• [ASSIGNMENT] Search the entries for the word "steel" and copy each line that has it.

• [PROVIDED RECORDS]
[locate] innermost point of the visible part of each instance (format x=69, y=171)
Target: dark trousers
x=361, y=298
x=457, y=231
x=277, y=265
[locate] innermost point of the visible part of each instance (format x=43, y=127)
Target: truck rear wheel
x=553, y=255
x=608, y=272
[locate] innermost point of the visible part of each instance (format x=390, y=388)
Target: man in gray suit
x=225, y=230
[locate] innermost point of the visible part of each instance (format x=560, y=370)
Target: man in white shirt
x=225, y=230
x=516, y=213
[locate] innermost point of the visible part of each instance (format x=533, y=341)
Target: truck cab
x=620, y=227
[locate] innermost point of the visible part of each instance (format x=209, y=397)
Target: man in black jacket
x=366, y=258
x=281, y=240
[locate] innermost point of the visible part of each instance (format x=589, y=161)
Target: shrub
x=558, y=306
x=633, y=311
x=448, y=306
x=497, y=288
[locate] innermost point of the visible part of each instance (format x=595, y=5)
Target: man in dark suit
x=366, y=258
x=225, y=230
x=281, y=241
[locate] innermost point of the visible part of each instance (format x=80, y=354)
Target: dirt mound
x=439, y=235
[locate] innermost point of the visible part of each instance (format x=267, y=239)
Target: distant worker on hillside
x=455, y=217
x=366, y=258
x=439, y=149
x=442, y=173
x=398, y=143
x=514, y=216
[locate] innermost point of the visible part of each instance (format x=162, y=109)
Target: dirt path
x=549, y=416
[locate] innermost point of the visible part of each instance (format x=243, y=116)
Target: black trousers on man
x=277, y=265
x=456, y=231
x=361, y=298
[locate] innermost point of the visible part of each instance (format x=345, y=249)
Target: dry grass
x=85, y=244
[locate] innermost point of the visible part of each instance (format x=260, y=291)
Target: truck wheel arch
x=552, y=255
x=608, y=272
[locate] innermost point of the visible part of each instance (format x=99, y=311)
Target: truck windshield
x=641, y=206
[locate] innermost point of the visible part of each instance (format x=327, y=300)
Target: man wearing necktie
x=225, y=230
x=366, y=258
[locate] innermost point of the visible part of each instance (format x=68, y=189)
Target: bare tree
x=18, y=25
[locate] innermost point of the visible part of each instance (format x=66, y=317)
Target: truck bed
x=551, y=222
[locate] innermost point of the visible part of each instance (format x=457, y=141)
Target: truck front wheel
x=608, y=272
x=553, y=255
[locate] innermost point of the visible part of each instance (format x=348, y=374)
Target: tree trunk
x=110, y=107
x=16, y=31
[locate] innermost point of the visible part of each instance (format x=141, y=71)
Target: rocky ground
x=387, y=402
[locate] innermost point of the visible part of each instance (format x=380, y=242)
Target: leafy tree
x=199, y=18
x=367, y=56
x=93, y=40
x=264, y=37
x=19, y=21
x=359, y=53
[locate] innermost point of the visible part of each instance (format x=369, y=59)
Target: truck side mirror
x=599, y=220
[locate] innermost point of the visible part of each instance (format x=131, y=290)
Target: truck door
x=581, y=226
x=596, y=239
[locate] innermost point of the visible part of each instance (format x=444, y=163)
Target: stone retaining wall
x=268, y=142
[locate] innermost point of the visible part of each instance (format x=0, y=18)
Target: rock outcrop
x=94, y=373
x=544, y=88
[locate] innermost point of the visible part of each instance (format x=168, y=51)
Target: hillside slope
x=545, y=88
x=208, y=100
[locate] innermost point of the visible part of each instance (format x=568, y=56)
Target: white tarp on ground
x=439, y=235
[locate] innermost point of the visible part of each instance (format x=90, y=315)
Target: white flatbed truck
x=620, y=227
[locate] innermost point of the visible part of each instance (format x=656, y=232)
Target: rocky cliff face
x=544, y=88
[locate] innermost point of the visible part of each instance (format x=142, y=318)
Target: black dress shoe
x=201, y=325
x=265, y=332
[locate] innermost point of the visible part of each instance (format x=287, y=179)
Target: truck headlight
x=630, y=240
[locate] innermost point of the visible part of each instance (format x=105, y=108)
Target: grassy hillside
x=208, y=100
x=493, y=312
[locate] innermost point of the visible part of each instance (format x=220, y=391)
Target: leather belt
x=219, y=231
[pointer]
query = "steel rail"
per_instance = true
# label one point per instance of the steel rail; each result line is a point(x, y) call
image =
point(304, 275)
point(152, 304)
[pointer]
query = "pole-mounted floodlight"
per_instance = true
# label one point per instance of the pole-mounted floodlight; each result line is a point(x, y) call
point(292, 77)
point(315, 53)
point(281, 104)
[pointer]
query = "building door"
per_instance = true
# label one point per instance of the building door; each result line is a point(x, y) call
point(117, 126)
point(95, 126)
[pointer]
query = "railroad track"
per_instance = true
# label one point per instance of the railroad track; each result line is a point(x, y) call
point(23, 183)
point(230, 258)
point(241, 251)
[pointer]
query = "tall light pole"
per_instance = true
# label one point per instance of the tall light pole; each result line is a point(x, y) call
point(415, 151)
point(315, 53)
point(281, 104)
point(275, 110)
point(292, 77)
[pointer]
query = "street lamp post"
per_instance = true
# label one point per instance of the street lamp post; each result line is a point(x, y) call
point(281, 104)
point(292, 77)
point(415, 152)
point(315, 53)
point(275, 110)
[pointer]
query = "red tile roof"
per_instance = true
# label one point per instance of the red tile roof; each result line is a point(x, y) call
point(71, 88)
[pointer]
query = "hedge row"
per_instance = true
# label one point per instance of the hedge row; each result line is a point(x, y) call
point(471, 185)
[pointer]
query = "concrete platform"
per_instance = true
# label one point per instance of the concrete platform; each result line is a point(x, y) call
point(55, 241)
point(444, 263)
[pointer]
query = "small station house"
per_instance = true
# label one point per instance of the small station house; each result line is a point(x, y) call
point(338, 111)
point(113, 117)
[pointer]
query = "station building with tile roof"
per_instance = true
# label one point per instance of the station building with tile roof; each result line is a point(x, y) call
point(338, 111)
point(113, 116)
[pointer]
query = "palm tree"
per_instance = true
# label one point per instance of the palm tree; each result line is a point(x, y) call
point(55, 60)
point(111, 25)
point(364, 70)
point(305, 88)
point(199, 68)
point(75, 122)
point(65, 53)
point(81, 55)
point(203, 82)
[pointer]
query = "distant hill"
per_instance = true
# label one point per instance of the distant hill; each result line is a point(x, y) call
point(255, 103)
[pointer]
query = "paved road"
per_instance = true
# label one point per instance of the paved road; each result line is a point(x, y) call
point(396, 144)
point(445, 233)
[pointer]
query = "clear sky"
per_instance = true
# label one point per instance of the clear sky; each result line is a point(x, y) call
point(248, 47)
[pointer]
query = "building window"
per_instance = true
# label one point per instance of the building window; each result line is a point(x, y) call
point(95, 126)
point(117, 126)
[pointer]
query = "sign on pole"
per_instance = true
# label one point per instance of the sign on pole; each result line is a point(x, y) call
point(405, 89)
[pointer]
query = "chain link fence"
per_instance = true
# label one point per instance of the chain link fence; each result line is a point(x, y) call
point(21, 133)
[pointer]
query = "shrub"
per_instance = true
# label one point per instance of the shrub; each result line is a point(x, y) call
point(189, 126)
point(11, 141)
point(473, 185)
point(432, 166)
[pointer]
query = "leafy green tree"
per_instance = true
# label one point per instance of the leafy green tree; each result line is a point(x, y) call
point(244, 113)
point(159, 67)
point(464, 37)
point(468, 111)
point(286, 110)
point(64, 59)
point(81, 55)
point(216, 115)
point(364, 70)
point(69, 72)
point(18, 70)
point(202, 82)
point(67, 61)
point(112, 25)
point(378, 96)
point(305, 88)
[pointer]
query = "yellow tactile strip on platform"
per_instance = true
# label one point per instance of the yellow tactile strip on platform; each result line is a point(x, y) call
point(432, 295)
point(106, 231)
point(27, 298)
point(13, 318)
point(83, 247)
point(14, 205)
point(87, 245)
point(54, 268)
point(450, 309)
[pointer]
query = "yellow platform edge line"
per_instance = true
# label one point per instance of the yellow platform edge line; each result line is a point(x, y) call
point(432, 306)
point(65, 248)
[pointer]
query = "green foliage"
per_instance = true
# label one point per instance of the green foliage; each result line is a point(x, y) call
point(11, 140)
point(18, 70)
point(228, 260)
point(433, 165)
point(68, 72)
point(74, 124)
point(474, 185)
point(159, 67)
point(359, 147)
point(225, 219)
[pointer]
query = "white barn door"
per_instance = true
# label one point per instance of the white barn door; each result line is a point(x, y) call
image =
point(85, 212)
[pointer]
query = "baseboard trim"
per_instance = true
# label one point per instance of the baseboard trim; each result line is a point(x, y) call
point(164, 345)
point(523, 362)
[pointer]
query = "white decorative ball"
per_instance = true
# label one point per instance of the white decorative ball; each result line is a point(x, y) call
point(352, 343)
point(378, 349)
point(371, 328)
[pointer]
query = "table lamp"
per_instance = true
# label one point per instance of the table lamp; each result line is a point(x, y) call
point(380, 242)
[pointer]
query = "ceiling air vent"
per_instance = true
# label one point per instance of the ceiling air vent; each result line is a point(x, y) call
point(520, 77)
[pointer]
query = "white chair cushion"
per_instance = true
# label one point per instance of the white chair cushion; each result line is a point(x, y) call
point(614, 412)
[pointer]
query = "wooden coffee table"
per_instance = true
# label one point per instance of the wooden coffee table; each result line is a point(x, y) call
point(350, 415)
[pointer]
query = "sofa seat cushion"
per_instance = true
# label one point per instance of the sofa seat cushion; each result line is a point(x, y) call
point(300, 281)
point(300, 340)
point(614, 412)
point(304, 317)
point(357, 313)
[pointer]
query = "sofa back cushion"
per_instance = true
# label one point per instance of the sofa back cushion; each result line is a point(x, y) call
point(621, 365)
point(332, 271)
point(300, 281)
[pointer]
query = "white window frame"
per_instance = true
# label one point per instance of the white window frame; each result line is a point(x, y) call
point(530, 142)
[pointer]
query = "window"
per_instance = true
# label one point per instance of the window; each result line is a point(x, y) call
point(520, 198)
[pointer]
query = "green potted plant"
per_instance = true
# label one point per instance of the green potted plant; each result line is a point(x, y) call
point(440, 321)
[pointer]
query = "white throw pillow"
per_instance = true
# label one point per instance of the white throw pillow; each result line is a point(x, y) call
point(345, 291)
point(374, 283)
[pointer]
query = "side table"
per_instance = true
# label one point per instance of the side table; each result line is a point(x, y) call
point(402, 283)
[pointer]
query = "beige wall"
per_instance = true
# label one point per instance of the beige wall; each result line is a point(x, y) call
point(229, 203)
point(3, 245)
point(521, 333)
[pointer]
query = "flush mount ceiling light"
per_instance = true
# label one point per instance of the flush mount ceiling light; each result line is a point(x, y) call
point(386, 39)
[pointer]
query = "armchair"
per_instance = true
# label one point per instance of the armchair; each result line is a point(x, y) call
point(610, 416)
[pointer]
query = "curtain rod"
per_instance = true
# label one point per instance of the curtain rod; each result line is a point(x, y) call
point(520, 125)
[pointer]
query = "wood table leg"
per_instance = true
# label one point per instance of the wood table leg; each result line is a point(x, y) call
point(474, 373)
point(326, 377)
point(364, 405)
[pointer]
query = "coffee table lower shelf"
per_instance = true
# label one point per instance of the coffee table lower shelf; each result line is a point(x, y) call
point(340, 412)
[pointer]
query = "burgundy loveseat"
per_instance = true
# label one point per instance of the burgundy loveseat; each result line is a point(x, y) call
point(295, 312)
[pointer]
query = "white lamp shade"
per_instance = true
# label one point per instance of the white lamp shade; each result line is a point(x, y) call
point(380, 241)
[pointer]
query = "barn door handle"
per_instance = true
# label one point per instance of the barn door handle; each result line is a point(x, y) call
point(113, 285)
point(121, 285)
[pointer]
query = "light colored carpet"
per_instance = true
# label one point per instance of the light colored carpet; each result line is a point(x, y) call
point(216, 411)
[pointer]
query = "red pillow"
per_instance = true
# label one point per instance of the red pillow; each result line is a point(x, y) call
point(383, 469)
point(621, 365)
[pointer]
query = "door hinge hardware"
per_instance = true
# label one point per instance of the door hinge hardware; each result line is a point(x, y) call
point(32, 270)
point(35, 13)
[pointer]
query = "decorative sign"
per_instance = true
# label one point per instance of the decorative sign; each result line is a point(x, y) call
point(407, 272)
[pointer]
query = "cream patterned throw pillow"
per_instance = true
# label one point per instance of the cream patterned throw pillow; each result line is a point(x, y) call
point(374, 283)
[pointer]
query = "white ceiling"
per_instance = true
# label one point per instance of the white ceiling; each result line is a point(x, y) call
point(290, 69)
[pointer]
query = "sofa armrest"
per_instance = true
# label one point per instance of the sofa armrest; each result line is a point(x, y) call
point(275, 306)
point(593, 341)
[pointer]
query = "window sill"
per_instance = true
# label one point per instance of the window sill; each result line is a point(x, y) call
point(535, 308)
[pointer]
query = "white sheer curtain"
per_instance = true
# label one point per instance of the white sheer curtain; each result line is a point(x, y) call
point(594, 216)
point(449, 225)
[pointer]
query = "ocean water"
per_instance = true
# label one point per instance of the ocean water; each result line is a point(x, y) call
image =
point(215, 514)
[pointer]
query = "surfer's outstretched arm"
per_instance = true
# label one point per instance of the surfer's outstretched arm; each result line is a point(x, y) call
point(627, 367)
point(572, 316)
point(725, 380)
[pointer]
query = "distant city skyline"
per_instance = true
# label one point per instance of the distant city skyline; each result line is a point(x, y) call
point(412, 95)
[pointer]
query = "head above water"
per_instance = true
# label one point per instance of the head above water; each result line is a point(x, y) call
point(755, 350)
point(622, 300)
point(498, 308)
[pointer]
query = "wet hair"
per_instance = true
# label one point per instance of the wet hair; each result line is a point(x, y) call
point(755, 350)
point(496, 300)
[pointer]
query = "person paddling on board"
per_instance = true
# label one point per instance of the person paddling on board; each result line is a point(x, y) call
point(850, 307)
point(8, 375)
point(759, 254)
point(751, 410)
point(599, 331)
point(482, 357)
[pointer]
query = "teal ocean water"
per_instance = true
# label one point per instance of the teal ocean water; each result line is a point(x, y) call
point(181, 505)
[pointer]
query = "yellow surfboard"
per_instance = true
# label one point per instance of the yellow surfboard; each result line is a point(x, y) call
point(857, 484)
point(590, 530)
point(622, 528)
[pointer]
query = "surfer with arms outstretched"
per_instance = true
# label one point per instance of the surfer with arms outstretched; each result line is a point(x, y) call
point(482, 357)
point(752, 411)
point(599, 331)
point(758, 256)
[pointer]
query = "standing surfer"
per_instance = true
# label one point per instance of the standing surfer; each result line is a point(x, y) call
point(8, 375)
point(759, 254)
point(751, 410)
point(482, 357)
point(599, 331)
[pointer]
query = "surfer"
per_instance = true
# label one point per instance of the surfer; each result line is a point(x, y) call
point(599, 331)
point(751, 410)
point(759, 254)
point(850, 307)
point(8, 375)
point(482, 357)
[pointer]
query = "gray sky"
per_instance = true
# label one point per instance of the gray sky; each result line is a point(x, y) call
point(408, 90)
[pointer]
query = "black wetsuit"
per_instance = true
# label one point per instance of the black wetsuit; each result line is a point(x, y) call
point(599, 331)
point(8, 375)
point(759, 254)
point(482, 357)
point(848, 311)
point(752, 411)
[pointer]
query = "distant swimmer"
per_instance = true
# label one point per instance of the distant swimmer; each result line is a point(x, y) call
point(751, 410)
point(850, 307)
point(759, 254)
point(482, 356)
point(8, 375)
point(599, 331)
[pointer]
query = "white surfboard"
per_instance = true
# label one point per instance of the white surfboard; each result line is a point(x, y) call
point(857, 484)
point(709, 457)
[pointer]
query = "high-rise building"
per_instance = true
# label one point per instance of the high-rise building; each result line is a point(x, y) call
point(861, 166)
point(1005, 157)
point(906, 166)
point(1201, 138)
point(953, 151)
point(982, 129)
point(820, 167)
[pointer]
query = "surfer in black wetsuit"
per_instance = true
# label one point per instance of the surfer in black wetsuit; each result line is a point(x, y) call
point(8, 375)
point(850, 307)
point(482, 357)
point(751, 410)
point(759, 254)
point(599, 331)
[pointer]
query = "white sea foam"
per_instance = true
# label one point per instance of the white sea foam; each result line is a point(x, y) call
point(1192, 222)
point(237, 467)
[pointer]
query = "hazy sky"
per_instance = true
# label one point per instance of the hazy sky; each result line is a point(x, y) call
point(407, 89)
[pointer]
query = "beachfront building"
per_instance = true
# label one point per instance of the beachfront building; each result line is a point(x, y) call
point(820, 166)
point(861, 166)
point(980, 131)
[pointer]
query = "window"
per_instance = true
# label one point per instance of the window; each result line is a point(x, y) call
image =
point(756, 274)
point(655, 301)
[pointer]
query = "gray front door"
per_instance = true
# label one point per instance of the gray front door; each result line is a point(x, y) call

• [RESULT OF THIS TASK]
query = "steel rail"
# label one point per instance of the steel rail; each result line is a point(x, y) call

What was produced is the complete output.